--- À faire ---
Dans le texte sur l'effort que les langues demandent au cerveau, recopiez le passage qui commence par les mots « Et si certaines » et se termine par « covers the tree. », en substituant « plus faciles » à « plus simples ».

--- Texte fourni ---
========
Certaines langues demandent moins d’efforts que d’autres pour nos neurones. Mais ce n’est pas forcément celles que l’on pourrait s’imaginer. Dans une étude publiée aujourd’hui dans la revue PLOS Biology, des chercheurs de l’Université de Zurich ont démontré que les langues souvent considérées comme “faciles” demandent en réalité un énorme travail de la part de notre cerveau.
Parler est une capacité qui nous paraît évidente, naturelle et sans effort. Mais contrairement à cette impression, notre cerveau a beaucoup de travail à faire pour construire une phrase. “En outre, les langues diffèrent de multiples façons et cela signifie que la manière dont nous planifions ce que nous voulons dire n’est pas la même dans les différentes langues”, relate Balthasar Bickel, responsable de l’étude et professeur à l’Université de Zurich.
Et si certaines langues nous semblent plus simples dans leur structure, c’est parce qu’elles font moins de distinctions dans leur grammaire. En allemand, on différencie par exemple le déterminant “der” (sujet) du déterminant “den” (objet): der Baum ist groß et Schnee bedeckt den Baum. Alors qu’en français et en anglais nous ne faisons pas cette distinction: L’arbre est grand – La neige recouvre l’arbre et The tree is tall – Snow covers the tree.
========
--- Données de l'exercice ---
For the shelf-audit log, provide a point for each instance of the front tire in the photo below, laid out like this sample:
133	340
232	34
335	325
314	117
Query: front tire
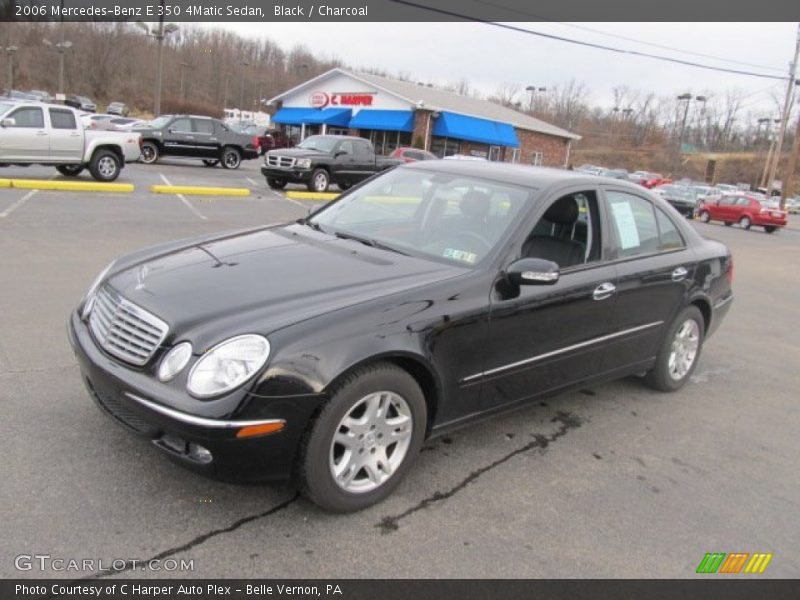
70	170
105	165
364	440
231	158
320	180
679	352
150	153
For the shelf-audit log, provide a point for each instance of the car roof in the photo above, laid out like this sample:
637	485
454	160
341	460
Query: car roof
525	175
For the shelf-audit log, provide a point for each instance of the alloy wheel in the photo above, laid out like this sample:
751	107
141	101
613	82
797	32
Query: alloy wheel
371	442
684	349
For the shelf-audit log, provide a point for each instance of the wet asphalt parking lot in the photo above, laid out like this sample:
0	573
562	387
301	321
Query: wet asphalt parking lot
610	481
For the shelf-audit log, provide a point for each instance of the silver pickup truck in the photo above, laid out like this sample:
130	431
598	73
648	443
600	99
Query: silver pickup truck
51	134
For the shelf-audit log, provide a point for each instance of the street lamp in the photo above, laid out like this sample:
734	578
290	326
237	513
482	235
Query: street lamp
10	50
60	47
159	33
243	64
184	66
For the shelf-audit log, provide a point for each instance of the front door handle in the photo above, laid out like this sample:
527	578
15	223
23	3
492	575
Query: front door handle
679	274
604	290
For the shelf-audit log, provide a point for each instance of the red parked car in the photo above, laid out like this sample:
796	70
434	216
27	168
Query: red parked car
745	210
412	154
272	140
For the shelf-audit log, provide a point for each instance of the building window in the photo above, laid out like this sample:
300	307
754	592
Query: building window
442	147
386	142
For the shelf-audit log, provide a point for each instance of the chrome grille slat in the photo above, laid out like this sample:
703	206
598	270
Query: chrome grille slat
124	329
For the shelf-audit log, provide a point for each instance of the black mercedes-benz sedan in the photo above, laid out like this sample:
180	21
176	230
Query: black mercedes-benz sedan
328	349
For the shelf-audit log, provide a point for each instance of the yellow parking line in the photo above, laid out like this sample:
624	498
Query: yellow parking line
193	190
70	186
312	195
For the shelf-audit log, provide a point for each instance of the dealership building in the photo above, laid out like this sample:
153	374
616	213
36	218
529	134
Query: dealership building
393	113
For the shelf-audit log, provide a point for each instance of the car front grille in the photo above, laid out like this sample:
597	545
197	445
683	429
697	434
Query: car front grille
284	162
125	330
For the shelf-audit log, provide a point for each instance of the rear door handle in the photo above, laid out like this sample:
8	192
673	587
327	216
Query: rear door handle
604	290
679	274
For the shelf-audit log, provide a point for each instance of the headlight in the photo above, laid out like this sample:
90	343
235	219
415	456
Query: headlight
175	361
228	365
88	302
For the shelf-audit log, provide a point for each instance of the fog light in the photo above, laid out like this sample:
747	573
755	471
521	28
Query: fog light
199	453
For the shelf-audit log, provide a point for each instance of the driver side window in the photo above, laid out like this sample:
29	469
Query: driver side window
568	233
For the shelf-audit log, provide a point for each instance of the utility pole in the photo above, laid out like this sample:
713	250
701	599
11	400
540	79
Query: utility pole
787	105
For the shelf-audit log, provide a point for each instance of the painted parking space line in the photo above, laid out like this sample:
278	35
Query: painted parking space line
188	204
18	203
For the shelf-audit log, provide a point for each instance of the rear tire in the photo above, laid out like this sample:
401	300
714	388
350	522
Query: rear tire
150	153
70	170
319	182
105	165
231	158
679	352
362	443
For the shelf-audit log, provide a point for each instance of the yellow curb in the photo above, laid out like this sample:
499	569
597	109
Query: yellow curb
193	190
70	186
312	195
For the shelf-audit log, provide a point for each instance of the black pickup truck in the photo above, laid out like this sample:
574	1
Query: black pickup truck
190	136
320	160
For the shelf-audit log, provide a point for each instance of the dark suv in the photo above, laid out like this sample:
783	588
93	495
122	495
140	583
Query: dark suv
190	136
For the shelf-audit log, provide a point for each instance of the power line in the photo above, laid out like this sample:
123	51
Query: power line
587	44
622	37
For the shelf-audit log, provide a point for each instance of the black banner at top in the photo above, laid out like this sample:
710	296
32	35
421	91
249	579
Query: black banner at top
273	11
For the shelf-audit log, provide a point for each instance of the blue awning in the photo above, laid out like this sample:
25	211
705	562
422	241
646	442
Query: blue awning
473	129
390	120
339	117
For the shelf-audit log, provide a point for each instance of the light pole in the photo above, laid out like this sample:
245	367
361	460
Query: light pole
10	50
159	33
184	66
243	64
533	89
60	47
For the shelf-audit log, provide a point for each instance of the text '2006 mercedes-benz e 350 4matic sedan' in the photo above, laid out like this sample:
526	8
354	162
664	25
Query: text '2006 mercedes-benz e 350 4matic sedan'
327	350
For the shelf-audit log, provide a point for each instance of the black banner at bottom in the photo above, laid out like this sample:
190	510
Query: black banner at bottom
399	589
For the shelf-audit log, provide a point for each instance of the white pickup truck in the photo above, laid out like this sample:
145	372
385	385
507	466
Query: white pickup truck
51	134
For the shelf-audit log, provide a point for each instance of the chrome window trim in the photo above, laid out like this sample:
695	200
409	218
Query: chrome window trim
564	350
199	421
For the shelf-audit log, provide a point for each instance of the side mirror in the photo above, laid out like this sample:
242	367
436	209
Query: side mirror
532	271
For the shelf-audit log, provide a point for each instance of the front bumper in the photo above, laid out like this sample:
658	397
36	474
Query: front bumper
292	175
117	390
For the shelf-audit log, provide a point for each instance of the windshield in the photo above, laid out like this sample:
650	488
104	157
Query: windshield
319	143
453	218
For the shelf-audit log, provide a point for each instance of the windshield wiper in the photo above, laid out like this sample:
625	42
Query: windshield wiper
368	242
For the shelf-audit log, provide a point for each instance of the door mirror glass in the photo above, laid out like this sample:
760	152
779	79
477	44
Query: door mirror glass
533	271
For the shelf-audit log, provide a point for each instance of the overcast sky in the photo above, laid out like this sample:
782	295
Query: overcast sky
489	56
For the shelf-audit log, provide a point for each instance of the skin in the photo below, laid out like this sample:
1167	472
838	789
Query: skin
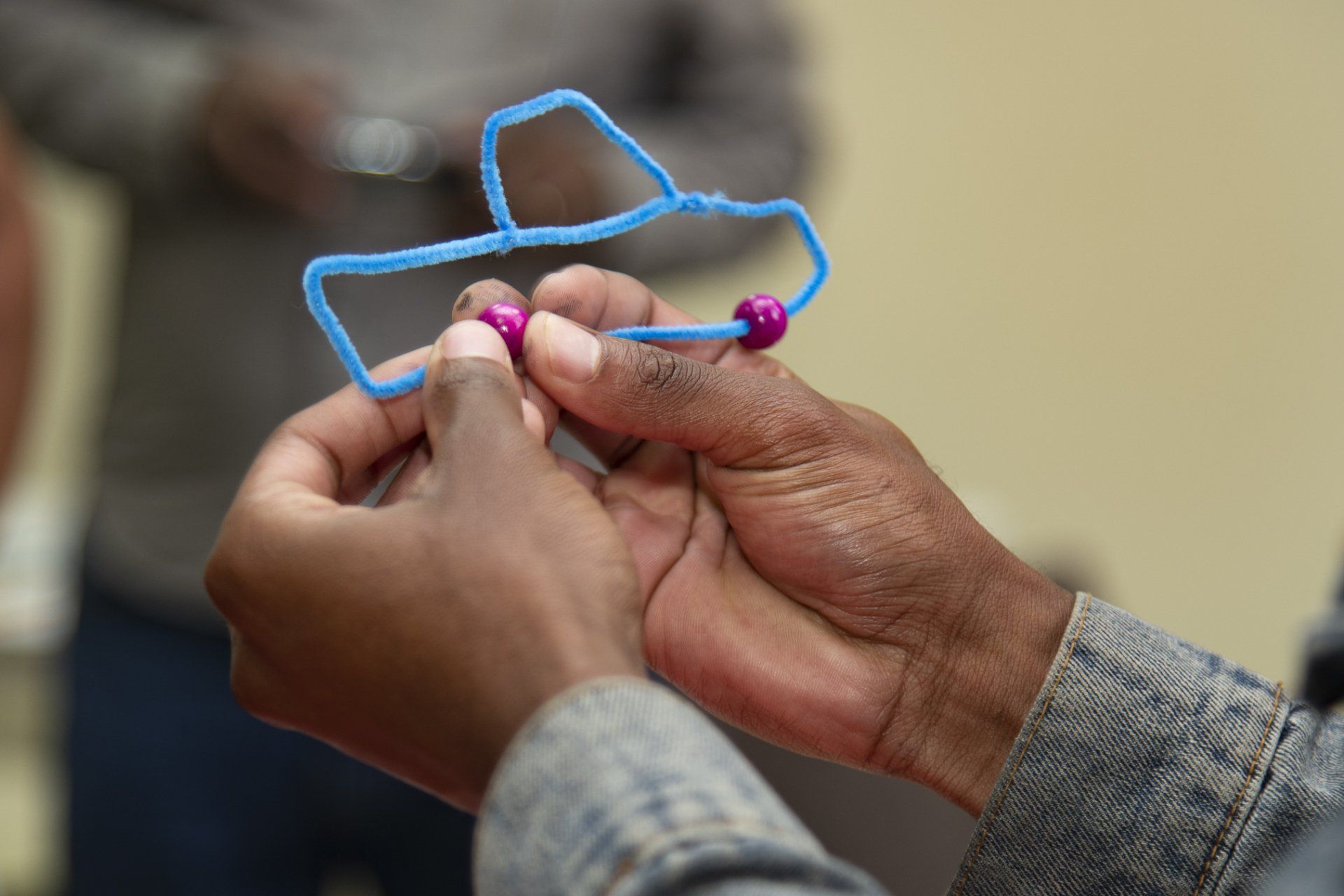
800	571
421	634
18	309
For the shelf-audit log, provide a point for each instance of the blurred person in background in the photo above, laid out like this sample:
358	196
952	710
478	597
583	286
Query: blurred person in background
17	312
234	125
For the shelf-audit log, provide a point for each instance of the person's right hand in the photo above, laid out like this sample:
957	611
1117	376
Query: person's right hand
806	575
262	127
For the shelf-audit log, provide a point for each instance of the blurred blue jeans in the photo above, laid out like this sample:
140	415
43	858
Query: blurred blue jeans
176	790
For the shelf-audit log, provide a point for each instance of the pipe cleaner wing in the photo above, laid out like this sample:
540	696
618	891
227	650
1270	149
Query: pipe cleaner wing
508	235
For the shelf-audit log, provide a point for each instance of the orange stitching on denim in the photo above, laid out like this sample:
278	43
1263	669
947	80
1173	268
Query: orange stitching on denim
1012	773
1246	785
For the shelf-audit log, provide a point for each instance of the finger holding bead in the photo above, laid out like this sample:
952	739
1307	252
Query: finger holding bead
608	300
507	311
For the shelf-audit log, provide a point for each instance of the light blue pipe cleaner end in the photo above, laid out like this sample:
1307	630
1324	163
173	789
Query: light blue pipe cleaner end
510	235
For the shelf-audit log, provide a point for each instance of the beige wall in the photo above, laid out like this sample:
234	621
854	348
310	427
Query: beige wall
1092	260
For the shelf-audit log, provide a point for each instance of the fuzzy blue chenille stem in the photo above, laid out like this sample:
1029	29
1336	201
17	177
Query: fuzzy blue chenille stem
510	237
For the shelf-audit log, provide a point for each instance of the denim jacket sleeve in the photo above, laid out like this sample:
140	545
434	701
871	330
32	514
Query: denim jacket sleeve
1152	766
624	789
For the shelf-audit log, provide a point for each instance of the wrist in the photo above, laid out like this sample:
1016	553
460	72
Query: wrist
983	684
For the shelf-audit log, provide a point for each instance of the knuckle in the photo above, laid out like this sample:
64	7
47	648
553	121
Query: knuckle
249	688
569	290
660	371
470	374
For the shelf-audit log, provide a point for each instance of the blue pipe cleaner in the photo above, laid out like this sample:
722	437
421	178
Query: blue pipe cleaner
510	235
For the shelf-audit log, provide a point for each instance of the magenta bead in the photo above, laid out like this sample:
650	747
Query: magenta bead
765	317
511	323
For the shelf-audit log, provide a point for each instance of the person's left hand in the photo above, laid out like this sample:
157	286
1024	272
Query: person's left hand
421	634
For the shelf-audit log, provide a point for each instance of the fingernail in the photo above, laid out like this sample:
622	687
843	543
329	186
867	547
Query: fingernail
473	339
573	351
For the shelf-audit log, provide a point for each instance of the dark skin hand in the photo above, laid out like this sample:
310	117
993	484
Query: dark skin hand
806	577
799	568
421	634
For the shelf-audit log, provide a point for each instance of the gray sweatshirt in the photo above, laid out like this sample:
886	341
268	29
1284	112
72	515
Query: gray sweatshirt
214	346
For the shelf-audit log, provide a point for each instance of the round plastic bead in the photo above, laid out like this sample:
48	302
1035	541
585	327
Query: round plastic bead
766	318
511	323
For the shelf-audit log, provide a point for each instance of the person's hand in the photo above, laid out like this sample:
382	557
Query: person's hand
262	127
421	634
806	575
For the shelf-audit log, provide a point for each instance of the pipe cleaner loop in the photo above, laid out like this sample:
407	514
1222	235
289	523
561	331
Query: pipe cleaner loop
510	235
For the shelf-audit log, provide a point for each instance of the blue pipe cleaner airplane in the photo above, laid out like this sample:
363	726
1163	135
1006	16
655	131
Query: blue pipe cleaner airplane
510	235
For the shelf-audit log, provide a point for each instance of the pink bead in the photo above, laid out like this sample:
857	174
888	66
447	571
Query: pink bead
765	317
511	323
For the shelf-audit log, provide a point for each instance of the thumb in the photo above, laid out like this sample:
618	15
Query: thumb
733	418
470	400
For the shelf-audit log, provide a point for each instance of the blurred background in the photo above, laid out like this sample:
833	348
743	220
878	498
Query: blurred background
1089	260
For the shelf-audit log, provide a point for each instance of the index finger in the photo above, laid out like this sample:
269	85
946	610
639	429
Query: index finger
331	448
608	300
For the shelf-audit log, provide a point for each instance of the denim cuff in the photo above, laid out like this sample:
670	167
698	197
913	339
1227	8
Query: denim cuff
========
--- Résultat ---
Et si certaines langues nous semblent plus faciles dans leur structure, c’est parce qu’elles font moins de distinctions dans leur grammaire. En allemand, on différencie par exemple le déterminant “der” (sujet) du déterminant “den” (objet): der Baum ist groß et Schnee bedeckt den Baum. Alors qu’en français et en anglais nous ne faisons pas cette distinction: L’arbre est grand – La neige recouvre l’arbre et The tree is tall – Snow covers the tree.